Exercise requirements: Duplicate the entries word for word, beginning with the line that contains "For the test set, locate each instance of the wet" and continuing through the line that contains "For the test set, locate each instance of the sky", both lines included.

The records:
+ + + +

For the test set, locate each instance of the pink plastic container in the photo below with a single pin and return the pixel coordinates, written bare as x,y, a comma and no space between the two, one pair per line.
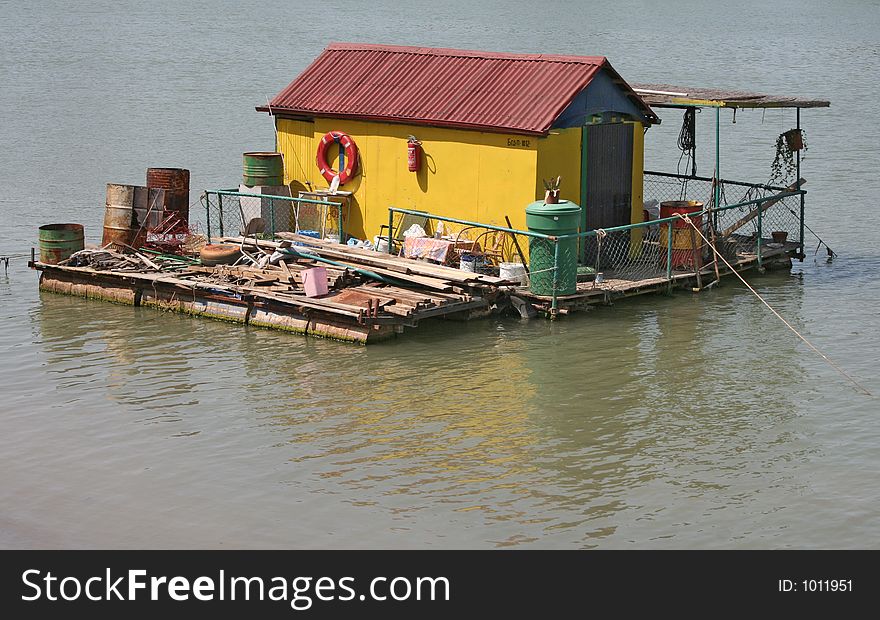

+ + + +

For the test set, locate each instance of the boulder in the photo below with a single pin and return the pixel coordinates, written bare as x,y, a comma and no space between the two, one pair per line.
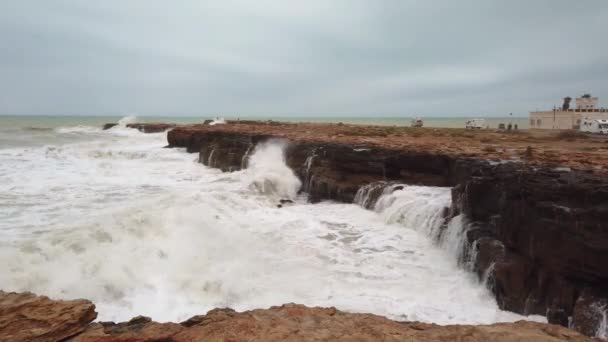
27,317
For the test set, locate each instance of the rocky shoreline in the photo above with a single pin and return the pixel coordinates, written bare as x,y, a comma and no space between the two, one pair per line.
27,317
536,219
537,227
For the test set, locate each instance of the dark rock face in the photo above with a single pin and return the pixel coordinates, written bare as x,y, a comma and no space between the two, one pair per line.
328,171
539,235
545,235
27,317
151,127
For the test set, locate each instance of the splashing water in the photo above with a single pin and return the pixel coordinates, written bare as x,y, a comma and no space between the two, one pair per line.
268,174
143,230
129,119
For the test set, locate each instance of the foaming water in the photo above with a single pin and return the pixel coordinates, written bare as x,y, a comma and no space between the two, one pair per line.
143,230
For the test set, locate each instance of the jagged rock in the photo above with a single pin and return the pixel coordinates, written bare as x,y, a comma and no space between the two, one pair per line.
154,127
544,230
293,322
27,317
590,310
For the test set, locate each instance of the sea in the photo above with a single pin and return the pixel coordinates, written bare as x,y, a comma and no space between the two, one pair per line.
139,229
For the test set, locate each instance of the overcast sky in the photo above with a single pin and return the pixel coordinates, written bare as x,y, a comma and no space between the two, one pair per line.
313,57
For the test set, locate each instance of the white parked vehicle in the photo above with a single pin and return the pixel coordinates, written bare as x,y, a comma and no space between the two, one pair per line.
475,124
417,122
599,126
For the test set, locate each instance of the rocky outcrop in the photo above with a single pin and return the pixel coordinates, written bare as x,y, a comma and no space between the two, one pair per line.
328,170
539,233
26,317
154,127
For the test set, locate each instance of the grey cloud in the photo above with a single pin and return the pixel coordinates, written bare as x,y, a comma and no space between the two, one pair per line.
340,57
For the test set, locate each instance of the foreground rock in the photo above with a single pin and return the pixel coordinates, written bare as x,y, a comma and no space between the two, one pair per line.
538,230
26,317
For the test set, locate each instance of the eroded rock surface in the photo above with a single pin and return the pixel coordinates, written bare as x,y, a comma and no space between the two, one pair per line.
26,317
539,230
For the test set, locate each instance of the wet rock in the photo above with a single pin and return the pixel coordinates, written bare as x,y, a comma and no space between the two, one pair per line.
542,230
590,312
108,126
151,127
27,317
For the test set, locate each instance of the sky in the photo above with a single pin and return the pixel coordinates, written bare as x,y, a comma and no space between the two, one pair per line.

+ + + +

Exercise response:
For the test set, locate each instance of the wet rock in the photo above with a single pin and return the pixel coordinates, written bare as x,y, a comma and no space between the two, one pair per line.
542,230
590,312
108,126
151,127
27,317
For the test set, locate each instance of the sky in the photo above with a single pin and return the pixel coordinates, written bare as x,y, a comma and no space between the two, one pair per line.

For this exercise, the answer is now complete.